▶ **EXERCISE DIRECTIONS**: Return the listing below line for line without changing anything, but leave the pictures out.

▶ **MATERIAL FOR THIS TASK**:
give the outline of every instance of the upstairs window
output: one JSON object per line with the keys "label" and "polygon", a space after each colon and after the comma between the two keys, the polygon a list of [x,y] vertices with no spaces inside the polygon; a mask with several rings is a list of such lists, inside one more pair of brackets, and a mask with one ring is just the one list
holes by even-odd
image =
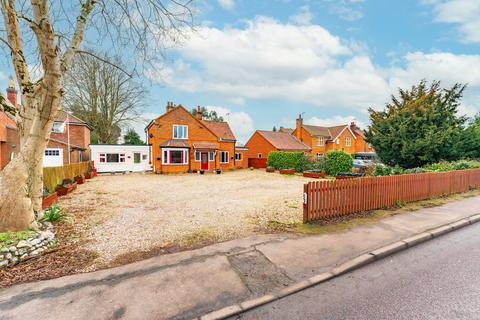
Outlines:
{"label": "upstairs window", "polygon": [[345,137],[345,146],[347,147],[352,146],[352,139],[350,137]]}
{"label": "upstairs window", "polygon": [[52,127],[52,132],[55,133],[63,133],[65,130],[65,123],[64,122],[54,122]]}
{"label": "upstairs window", "polygon": [[220,151],[220,163],[228,163],[228,151]]}
{"label": "upstairs window", "polygon": [[174,124],[173,139],[188,139],[188,126]]}

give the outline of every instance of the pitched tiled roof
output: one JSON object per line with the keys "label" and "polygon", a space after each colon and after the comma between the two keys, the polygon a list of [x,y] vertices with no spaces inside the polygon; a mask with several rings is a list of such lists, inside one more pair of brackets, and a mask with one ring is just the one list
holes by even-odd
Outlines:
{"label": "pitched tiled roof", "polygon": [[257,131],[278,150],[310,151],[310,147],[286,132]]}
{"label": "pitched tiled roof", "polygon": [[216,150],[218,149],[217,144],[213,142],[194,142],[193,147],[195,149],[204,149],[204,150]]}
{"label": "pitched tiled roof", "polygon": [[[312,126],[312,125],[302,125],[302,127],[307,130],[308,133],[312,136],[320,136],[327,139],[335,139],[343,130],[348,129],[348,124],[342,124],[334,127],[322,127],[322,126]],[[357,128],[358,129],[358,128]],[[360,135],[361,131],[358,129]]]}
{"label": "pitched tiled roof", "polygon": [[172,148],[190,148],[188,144],[183,140],[171,139],[160,143],[160,147],[172,147]]}
{"label": "pitched tiled roof", "polygon": [[278,129],[278,131],[279,131],[279,132],[286,132],[286,133],[292,134],[293,131],[295,131],[295,129],[280,127],[280,129]]}
{"label": "pitched tiled roof", "polygon": [[210,131],[215,133],[220,139],[236,140],[235,135],[233,134],[227,122],[208,121],[208,120],[201,120],[201,122],[208,129],[210,129]]}
{"label": "pitched tiled roof", "polygon": [[[67,112],[65,112],[64,110],[59,110],[57,112],[57,116],[55,117],[55,121],[64,122],[65,120],[67,120]],[[85,121],[83,121],[78,117],[75,117],[73,114],[68,114],[68,122],[78,123],[78,124],[87,124]]]}

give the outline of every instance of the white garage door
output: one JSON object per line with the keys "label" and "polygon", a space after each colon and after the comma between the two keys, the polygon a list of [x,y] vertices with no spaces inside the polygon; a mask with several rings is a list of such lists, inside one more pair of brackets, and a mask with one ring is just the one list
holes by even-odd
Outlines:
{"label": "white garage door", "polygon": [[47,148],[43,156],[44,167],[63,166],[63,149]]}

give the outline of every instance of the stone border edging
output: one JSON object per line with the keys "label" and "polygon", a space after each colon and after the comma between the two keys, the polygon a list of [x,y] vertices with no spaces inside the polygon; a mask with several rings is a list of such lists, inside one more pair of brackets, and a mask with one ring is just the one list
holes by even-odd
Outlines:
{"label": "stone border edging", "polygon": [[194,319],[198,319],[198,320],[214,320],[215,319],[216,320],[216,319],[225,319],[225,318],[240,314],[250,309],[267,304],[269,302],[273,302],[275,300],[284,298],[293,293],[305,290],[309,287],[315,286],[317,284],[320,284],[322,282],[325,282],[327,280],[340,276],[344,273],[350,272],[354,269],[367,265],[373,261],[377,261],[379,259],[385,258],[398,251],[411,248],[420,243],[437,238],[443,234],[449,233],[457,229],[461,229],[465,226],[474,224],[479,221],[480,221],[480,213],[469,216],[467,218],[460,219],[456,222],[451,222],[443,226],[421,232],[414,236],[410,236],[403,240],[372,250],[368,253],[364,253],[358,257],[355,257],[347,262],[340,264],[339,266],[336,266],[335,268],[332,269],[331,272],[323,272],[323,273],[317,274],[313,277],[310,277],[308,279],[299,281],[288,287],[285,287],[280,291],[278,291],[277,293],[271,293],[258,298],[249,299],[240,303],[232,304],[230,306],[226,306],[224,308],[212,311],[210,313],[207,313],[201,317],[194,318]]}

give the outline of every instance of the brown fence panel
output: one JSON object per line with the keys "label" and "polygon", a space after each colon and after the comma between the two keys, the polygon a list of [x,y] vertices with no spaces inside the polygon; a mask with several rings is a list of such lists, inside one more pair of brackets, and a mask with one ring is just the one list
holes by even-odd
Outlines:
{"label": "brown fence panel", "polygon": [[266,168],[267,167],[267,158],[249,158],[248,159],[249,168]]}
{"label": "brown fence panel", "polygon": [[[263,159],[249,159],[263,160]],[[265,159],[266,166],[266,159]],[[303,221],[348,215],[480,188],[480,169],[314,181],[304,185]]]}

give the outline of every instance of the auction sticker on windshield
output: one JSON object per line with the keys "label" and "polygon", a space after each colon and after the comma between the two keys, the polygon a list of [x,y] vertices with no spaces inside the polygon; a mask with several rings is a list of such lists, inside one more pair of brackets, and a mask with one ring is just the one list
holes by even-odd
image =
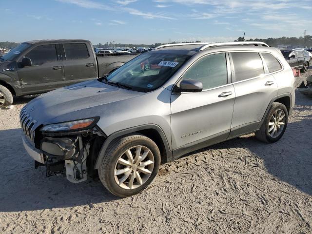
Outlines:
{"label": "auction sticker on windshield", "polygon": [[179,63],[176,62],[171,62],[170,61],[161,61],[159,62],[157,66],[163,66],[165,67],[175,67]]}

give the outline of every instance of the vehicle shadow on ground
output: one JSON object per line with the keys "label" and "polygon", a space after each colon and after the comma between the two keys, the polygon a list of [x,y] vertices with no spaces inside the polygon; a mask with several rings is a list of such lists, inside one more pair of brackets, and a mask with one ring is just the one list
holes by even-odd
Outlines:
{"label": "vehicle shadow on ground", "polygon": [[116,200],[98,179],[73,184],[62,176],[36,170],[21,140],[20,129],[0,131],[0,212],[71,207]]}

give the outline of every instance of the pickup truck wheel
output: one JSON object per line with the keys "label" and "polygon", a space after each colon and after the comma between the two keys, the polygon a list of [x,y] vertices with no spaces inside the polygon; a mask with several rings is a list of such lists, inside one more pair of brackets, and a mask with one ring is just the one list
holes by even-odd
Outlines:
{"label": "pickup truck wheel", "polygon": [[5,107],[13,103],[13,96],[7,88],[0,85],[0,107]]}
{"label": "pickup truck wheel", "polygon": [[303,68],[300,69],[301,72],[307,72],[308,71],[308,68],[309,68],[309,63],[308,62],[306,62],[303,64]]}
{"label": "pickup truck wheel", "polygon": [[255,136],[267,143],[277,141],[284,135],[288,122],[288,112],[283,104],[273,102],[269,113]]}
{"label": "pickup truck wheel", "polygon": [[113,195],[125,197],[152,183],[159,170],[160,153],[150,138],[139,134],[114,141],[98,171],[101,181]]}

▶ **RIGHT ANSWER**:
give the outline of every instance of the upstairs window
output: one JSON object per line with the keys "label" and "polygon", a space after each colon and after the comma between the two keys, the polygon a list of [x,y] vertices with no spaces inside the polygon; a mask with several rings is a list of such lists, inside one more pair of brackets, and a mask with one ring is just the one list
holes by even-odd
image =
Outlines:
{"label": "upstairs window", "polygon": [[345,137],[345,146],[347,147],[352,146],[352,139],[350,137]]}
{"label": "upstairs window", "polygon": [[52,127],[52,132],[55,133],[63,133],[65,130],[65,123],[64,122],[54,122]]}
{"label": "upstairs window", "polygon": [[220,151],[220,163],[228,163],[228,151]]}
{"label": "upstairs window", "polygon": [[174,124],[173,139],[188,139],[188,126]]}

give the outline of every instance of the pitched tiled roof
output: one JSON object per line with the keys "label" and "polygon", a space after each colon and after the comma between the two keys, the polygon a list of [x,y] vertices with no spaces inside the polygon; a mask with several rings is a list of such lists, inside one more pair of brackets, and a mask with one ring is just the one list
holes by even-odd
Outlines:
{"label": "pitched tiled roof", "polygon": [[257,131],[278,150],[310,151],[310,147],[286,132]]}
{"label": "pitched tiled roof", "polygon": [[216,150],[218,149],[217,144],[213,142],[194,142],[193,147],[195,149],[204,149],[204,150]]}
{"label": "pitched tiled roof", "polygon": [[[312,126],[312,125],[302,125],[302,127],[307,130],[308,133],[312,136],[320,136],[327,139],[335,139],[343,130],[348,129],[348,124],[342,124],[334,127],[322,127],[322,126]],[[357,128],[358,129],[358,128]],[[360,135],[361,131],[358,129]]]}
{"label": "pitched tiled roof", "polygon": [[172,148],[190,148],[188,144],[183,140],[171,139],[160,143],[160,147],[172,147]]}
{"label": "pitched tiled roof", "polygon": [[278,129],[278,131],[279,131],[279,132],[286,132],[286,133],[292,134],[293,131],[295,131],[295,129],[280,127],[280,129]]}
{"label": "pitched tiled roof", "polygon": [[210,131],[215,133],[220,139],[236,140],[235,135],[233,134],[227,122],[208,121],[208,120],[201,120],[201,122],[208,129],[210,129]]}
{"label": "pitched tiled roof", "polygon": [[[67,112],[65,112],[64,110],[59,110],[57,112],[57,116],[55,117],[55,121],[64,122],[65,120],[67,120]],[[85,121],[83,121],[78,117],[75,117],[73,114],[68,114],[68,122],[78,123],[78,124],[87,124]]]}

give the outline of every instance of the white garage door
output: one JSON object per line with the keys "label" and "polygon", a space after each colon and after the comma between the two keys, the polygon a list of [x,y] vertices with no spaces inside the polygon; a mask with several rings is a list of such lists, inside one more pair of brackets, and a mask with one ring is just the one list
holes by even-odd
Outlines:
{"label": "white garage door", "polygon": [[47,148],[43,156],[44,167],[63,166],[63,149]]}

give the outline of every instance of the stone border edging
output: one JSON object per line with the keys "label" and "polygon", a space after each colon and after the comma between the two keys, the polygon a list of [x,y] vertices with no spaces inside the polygon; a mask with several rings is a list of such lists, inside one more pair of brackets, and a mask with one ring is just the one list
holes by even-odd
Outlines:
{"label": "stone border edging", "polygon": [[194,319],[198,319],[198,320],[214,320],[215,319],[216,320],[216,319],[225,319],[225,318],[240,314],[250,309],[267,304],[269,302],[273,302],[275,300],[284,298],[293,293],[305,290],[309,287],[315,286],[317,284],[320,284],[322,282],[325,282],[327,280],[340,276],[344,273],[350,272],[354,269],[367,265],[373,261],[377,261],[379,259],[385,258],[398,251],[411,248],[420,243],[437,238],[443,234],[449,233],[457,229],[461,229],[465,226],[474,224],[479,221],[480,221],[480,213],[469,216],[467,218],[460,219],[456,222],[451,222],[443,226],[421,232],[414,236],[410,236],[403,240],[372,250],[368,253],[364,253],[358,257],[355,257],[347,262],[340,264],[339,266],[336,266],[335,268],[332,269],[331,272],[323,272],[323,273],[317,274],[313,277],[310,277],[308,279],[299,281],[288,287],[285,287],[280,291],[278,291],[277,293],[271,293],[258,298],[249,299],[240,303],[232,304],[230,306],[226,306],[224,308],[212,311],[210,313],[207,313],[201,317],[194,318]]}

give the outline of every instance of the brown fence panel
output: one JSON object per line with the keys "label" and "polygon", a space after each colon and after the comma between the two keys, the polygon a list of [x,y] vertices with no spaces inside the polygon; a mask with several rings is a list of such lists, inside one more pair of brackets, and a mask with one ring is just the one list
holes by even-odd
Outlines:
{"label": "brown fence panel", "polygon": [[266,168],[267,167],[267,158],[249,158],[248,159],[249,168]]}
{"label": "brown fence panel", "polygon": [[[263,159],[249,159],[263,160]],[[265,159],[266,166],[266,159]],[[303,221],[348,215],[480,188],[480,169],[314,181],[304,185]]]}

give the outline of every instance of the auction sticker on windshield
output: one JSON object per line with the keys "label" and "polygon", a space after each colon and after the comma between the two keys, the polygon a list of [x,y] vertices with no spaces inside the polygon; a mask with several rings is a list of such lists, inside one more pair of brackets, and a mask with one ring is just the one list
holes by even-odd
image =
Outlines:
{"label": "auction sticker on windshield", "polygon": [[179,63],[176,62],[171,62],[170,61],[161,61],[159,62],[157,66],[163,66],[165,67],[175,67]]}

give the outline of every instance of the vehicle shadow on ground
output: one JSON object per line with the keys "label" and "polygon", a space after each colon and after the comma between the two keys, the polygon a list of [x,y] vertices with no spaces inside the polygon; a mask with several rings is a list of such lists, inside one more pair of brackets, and a mask with one ring is just the one list
holes by even-odd
Outlines:
{"label": "vehicle shadow on ground", "polygon": [[116,200],[98,179],[73,184],[62,176],[36,170],[21,140],[20,129],[0,131],[0,212],[71,207]]}

give the outline of every instance of the pickup truck wheel
output: one JSON object per line with the keys "label" and "polygon", a space after each colon and after the comma between the two keys, the polygon a list of [x,y] vertices with no spaces inside the polygon; a mask with several rings is a list of such lists, inside one more pair of brackets, and a mask with one ring is just the one list
holes by even-odd
Outlines:
{"label": "pickup truck wheel", "polygon": [[5,107],[13,103],[13,96],[7,88],[0,85],[0,107]]}
{"label": "pickup truck wheel", "polygon": [[303,68],[300,69],[301,72],[307,72],[308,71],[308,68],[309,68],[309,63],[308,62],[306,62],[303,64]]}
{"label": "pickup truck wheel", "polygon": [[255,136],[267,143],[277,141],[284,135],[288,122],[288,112],[283,104],[273,102],[269,113]]}
{"label": "pickup truck wheel", "polygon": [[113,195],[125,197],[152,183],[159,170],[160,153],[150,138],[139,134],[114,141],[98,171],[101,181]]}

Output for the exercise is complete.